Saved entries
________
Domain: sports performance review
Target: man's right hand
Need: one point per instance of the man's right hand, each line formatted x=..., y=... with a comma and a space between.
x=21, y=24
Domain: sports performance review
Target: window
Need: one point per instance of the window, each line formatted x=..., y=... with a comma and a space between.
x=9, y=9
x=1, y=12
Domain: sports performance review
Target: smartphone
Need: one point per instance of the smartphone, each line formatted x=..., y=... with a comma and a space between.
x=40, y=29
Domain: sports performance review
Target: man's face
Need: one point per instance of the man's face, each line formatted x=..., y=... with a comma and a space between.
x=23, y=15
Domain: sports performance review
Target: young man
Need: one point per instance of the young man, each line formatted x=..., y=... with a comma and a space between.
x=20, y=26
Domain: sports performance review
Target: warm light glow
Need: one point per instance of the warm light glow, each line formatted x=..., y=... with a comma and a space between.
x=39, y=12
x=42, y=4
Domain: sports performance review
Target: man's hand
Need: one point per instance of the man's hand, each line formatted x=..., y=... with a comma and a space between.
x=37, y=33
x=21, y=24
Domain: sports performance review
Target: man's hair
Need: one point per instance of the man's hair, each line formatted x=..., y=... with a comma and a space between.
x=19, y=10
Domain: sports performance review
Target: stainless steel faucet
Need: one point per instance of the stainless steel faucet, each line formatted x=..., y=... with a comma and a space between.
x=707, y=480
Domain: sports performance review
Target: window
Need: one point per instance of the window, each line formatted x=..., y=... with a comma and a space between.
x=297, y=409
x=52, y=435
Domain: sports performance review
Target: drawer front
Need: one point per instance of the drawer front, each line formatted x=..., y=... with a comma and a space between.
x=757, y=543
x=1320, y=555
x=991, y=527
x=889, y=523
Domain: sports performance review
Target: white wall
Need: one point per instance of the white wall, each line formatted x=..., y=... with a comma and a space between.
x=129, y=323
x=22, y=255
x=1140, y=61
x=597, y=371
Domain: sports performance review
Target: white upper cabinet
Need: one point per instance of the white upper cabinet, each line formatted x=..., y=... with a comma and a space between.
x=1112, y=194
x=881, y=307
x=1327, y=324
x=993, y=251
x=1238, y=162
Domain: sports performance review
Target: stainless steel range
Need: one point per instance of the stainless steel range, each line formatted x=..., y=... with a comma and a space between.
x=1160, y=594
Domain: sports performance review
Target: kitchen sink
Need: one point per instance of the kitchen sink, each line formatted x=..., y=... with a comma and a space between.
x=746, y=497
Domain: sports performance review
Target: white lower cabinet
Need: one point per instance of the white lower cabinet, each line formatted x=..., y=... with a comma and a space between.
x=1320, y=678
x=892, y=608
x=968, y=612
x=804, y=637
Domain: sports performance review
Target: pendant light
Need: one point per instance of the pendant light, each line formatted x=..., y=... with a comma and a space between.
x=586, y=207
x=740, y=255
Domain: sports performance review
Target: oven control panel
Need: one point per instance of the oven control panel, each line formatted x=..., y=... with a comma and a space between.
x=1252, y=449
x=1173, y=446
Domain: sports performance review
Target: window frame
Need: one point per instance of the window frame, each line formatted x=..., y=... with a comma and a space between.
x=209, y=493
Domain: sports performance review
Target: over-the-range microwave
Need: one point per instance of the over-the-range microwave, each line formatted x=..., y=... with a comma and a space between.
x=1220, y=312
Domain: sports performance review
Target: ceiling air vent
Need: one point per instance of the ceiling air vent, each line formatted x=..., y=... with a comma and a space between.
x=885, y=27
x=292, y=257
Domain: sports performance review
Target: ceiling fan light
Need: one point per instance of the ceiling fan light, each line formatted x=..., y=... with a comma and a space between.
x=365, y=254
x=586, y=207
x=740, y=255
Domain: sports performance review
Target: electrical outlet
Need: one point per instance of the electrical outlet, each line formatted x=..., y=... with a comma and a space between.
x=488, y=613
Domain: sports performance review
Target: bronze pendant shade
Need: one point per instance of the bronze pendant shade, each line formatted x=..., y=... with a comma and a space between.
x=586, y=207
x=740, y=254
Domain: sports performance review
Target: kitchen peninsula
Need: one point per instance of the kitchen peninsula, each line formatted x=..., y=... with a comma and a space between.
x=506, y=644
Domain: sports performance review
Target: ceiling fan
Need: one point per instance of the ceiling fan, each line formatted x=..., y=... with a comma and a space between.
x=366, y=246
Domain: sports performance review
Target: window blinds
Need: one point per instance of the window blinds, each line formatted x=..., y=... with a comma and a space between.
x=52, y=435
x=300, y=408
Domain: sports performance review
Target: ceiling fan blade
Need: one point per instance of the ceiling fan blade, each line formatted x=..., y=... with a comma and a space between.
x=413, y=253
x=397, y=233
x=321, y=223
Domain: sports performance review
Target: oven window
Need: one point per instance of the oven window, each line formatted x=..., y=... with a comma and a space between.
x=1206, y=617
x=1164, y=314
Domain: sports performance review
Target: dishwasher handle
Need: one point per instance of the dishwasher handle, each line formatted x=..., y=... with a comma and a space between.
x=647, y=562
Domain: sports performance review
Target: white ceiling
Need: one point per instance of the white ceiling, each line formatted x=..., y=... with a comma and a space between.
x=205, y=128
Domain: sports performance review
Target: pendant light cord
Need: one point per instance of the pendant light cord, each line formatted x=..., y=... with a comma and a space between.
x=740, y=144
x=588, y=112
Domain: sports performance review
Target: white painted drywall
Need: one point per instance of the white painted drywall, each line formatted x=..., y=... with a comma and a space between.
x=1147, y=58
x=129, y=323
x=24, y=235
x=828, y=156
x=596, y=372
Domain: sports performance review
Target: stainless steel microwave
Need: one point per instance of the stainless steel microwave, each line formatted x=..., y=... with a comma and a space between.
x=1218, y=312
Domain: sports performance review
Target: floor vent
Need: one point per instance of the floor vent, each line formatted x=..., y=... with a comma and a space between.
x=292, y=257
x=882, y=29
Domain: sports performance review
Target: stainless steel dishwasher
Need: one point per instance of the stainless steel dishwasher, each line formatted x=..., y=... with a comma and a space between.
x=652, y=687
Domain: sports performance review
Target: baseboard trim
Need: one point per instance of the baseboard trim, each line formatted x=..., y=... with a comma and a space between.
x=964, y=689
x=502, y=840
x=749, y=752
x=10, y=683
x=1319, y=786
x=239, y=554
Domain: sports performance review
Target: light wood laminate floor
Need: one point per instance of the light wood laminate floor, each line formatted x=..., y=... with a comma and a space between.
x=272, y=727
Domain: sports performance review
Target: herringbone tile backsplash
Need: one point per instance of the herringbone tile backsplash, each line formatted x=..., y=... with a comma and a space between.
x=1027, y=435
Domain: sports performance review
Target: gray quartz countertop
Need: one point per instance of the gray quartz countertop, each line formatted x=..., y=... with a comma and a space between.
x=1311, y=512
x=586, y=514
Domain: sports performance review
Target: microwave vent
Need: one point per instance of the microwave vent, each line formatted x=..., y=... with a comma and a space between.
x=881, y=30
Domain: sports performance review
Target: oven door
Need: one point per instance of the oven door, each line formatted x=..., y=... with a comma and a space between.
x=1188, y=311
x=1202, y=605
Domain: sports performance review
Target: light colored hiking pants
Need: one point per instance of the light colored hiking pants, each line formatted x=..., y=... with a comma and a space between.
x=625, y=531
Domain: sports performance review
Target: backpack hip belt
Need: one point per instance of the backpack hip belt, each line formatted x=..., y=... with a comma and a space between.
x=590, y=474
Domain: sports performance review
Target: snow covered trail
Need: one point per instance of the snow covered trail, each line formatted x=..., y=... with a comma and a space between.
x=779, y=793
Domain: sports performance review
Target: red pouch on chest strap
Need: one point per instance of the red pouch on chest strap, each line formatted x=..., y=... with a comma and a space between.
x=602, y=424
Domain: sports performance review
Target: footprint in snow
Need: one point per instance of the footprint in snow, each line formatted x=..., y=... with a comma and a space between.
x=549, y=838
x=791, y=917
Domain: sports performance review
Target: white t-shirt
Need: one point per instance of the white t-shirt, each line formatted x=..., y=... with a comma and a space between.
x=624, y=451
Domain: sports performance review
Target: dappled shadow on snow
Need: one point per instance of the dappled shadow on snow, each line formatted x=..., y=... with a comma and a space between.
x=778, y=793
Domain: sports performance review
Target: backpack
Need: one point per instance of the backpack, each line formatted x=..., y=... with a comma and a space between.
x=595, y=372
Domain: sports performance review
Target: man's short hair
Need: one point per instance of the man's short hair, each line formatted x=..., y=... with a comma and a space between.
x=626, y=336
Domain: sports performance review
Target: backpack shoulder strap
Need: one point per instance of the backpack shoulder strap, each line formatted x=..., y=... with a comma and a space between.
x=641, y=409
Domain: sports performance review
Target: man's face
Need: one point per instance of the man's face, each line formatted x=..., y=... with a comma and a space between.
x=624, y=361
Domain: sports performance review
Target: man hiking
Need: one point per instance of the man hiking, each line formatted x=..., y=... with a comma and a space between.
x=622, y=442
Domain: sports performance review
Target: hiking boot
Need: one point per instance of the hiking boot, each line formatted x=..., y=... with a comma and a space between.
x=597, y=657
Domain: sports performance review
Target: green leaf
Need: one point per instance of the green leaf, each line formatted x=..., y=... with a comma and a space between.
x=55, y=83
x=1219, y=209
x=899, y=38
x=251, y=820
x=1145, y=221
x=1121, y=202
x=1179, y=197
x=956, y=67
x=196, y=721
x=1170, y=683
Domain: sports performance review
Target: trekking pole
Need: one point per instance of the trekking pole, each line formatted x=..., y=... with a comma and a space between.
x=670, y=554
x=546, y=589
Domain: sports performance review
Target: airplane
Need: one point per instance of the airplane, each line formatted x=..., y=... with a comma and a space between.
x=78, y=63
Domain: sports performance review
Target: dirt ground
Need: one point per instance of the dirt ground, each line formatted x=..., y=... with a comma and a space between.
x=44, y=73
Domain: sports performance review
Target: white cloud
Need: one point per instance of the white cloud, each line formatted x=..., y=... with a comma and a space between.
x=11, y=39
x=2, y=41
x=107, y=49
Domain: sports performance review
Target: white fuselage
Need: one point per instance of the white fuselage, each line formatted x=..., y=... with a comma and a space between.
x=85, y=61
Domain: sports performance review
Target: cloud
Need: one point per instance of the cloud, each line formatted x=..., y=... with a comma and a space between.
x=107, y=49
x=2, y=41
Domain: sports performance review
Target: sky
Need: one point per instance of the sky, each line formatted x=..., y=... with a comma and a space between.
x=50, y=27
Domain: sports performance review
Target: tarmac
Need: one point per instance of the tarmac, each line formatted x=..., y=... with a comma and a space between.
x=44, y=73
________
● Task prompt
Return, word for word, the lines of the data above from the line with "Need: one point per instance of the oven window, each" through the line with "Target: pendant light cord", inclusive.

● Completed task
Need: one point per instance of the oven window, each line formatted x=..., y=... with a comma and a space between.
x=1206, y=617
x=1164, y=314
Domain: sports performance review
Target: dishwasher handle
Need: one point per instance of the dishwasher handle, each line formatted x=..., y=... with a comma and a space between.
x=647, y=562
Domain: sports performance review
Target: white ceiling
Need: one point per instance of the white ceiling, each line formatted x=..., y=... with a comma and a space between.
x=205, y=128
Domain: sports performance review
Target: pendant light cord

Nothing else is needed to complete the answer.